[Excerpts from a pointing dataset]
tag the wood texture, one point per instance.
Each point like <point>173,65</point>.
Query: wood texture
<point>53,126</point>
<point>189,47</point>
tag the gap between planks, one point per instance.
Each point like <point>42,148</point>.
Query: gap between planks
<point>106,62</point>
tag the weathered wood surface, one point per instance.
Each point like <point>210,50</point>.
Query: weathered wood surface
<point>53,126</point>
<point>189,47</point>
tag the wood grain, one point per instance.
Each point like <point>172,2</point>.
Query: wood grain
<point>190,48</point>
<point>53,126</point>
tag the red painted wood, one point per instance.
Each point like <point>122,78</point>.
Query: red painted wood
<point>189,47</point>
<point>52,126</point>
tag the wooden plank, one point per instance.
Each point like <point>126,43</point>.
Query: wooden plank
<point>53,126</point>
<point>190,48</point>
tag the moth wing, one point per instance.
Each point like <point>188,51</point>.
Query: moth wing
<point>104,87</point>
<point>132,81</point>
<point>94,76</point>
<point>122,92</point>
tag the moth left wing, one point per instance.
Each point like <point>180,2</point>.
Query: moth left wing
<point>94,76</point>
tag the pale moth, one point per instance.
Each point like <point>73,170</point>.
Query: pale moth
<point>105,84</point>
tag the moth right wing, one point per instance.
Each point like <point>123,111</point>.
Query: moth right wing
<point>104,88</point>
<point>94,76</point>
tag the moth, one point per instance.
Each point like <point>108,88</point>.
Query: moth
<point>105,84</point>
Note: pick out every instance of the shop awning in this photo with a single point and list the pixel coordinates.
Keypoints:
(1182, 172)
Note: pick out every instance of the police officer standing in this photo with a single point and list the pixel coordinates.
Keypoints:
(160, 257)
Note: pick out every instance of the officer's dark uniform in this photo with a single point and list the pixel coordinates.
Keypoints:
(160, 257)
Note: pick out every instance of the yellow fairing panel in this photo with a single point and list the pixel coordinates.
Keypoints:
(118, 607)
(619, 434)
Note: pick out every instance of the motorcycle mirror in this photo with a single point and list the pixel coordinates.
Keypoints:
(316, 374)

• [Task] Set out every line of the listing above as a numbered list, dropping any blank lines.

• [Full output]
1. tag the wood texture, one point per instance.
2. Each point like <point>173,65</point>.
3. Query: wood texture
4. <point>53,126</point>
5. <point>189,47</point>
6. tag the gap between planks, one point per instance.
7. Each point like <point>42,148</point>.
8. Query: gap between planks
9. <point>106,62</point>
10. tag the weathered wood surface, one point per instance.
11. Each point like <point>210,50</point>.
12. Query: weathered wood surface
13. <point>53,126</point>
14. <point>189,47</point>
15. tag the wood grain, one point per instance.
16. Each point like <point>172,2</point>.
17. Query: wood grain
18. <point>190,48</point>
19. <point>53,126</point>
20. tag the red painted wood, one point per instance.
21. Each point like <point>122,78</point>.
22. Query: red painted wood
23. <point>189,47</point>
24. <point>52,126</point>
25. tag the wooden plank, one point per instance.
26. Each point like <point>126,43</point>.
27. Query: wooden plank
28. <point>53,126</point>
29. <point>190,48</point>
30. tag the moth wing, one point per instance.
31. Each point like <point>188,51</point>.
32. Query: moth wing
33. <point>104,87</point>
34. <point>132,81</point>
35. <point>94,76</point>
36. <point>122,92</point>
37. tag the moth left wing, one point per instance.
38. Each point like <point>180,2</point>.
39. Query: moth left wing
40. <point>94,76</point>
41. tag the pale moth, one point per instance.
42. Each point like <point>73,170</point>.
43. Query: pale moth
44. <point>105,84</point>
45. tag the moth right wing, one point per instance.
46. Each point like <point>123,111</point>.
47. Query: moth right wing
48. <point>104,88</point>
49. <point>94,76</point>
50. tag the moth, one point per instance.
51. Each point like <point>108,88</point>.
52. Query: moth
53. <point>105,84</point>
54. Note: pick out every instance of the shop awning in this photo with a single point and list the pixel coordinates.
55. Keypoints:
56. (1182, 172)
57. Note: pick out every instance of the police officer standing in this photo with a single point and list the pixel coordinates.
58. Keypoints:
59. (160, 257)
60. Note: pick out every instance of the officer's dark uniform in this photo with a single point and list the pixel coordinates.
61. Keypoints:
62. (160, 257)
63. Note: pick out every instance of the yellow fairing panel in this photo with a single point and list the pixel coordinates.
64. Keypoints:
65. (118, 607)
66. (619, 434)
67. Note: pick out every instance of the motorcycle mirror in this photo with a single point and list the pixel coordinates.
68. Keypoints:
69. (316, 374)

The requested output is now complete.